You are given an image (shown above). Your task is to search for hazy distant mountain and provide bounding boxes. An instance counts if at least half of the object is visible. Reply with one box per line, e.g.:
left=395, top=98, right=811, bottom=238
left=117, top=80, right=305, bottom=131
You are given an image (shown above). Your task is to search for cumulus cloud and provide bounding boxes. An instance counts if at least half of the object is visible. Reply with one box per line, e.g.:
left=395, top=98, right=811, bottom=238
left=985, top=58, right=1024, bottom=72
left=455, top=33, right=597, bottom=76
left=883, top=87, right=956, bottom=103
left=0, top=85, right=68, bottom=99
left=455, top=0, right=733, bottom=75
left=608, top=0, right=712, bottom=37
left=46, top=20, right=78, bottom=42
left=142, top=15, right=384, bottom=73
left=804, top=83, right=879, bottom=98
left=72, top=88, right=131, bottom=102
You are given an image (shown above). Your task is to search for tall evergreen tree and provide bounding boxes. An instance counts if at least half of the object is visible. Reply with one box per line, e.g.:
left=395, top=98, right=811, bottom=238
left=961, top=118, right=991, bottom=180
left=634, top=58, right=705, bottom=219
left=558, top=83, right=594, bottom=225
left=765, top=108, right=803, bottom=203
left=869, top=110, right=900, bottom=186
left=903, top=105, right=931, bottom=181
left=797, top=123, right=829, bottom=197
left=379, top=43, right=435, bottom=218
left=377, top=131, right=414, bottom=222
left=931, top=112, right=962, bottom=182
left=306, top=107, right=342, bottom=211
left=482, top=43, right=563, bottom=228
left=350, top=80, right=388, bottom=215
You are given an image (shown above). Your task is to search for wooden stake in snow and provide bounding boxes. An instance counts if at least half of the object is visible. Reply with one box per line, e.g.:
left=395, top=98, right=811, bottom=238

* **WHAT IS ASKED**: Retype every record above exactly as it appears.

* **COMPLETE ANSWER**:
You are given an image (shown above). Your task is to search for hazy distant mountain and provide bounding boxes. An instance counts if at least half of the object is visible. Reply with one box per line, e.g.:
left=395, top=98, right=811, bottom=238
left=117, top=80, right=305, bottom=131
You are given an image (shown above). Your task is to search for cumulus cloud and provide bounding boxes. An instance counts if at least half of the object is visible. Reply with one box per line, e.g.:
left=395, top=98, right=811, bottom=238
left=985, top=58, right=1024, bottom=72
left=455, top=33, right=597, bottom=76
left=883, top=87, right=956, bottom=103
left=0, top=85, right=68, bottom=99
left=455, top=0, right=733, bottom=75
left=608, top=0, right=712, bottom=37
left=46, top=20, right=78, bottom=42
left=142, top=15, right=384, bottom=73
left=804, top=83, right=879, bottom=98
left=72, top=88, right=131, bottom=102
You are given an image (shown above). Your task is to search for tall evergreen tree and provide bounding boxes. An instance counts if at least half of the object is visible. Reply with one box per line, e.g.:
left=395, top=98, right=811, bottom=238
left=961, top=118, right=991, bottom=180
left=634, top=58, right=705, bottom=219
left=558, top=83, right=594, bottom=225
left=765, top=108, right=803, bottom=203
left=869, top=110, right=900, bottom=186
left=903, top=105, right=931, bottom=181
left=797, top=123, right=829, bottom=197
left=379, top=43, right=435, bottom=218
left=377, top=131, right=414, bottom=222
left=931, top=112, right=962, bottom=182
left=306, top=107, right=342, bottom=211
left=482, top=43, right=563, bottom=228
left=350, top=80, right=388, bottom=215
You are given an image (shown above). Your task is to search for wooden stake in snow and provide bounding boxes. An instance counts if at least half of the object is visible. Reply with one box per line, e.g.:
left=395, top=98, right=811, bottom=238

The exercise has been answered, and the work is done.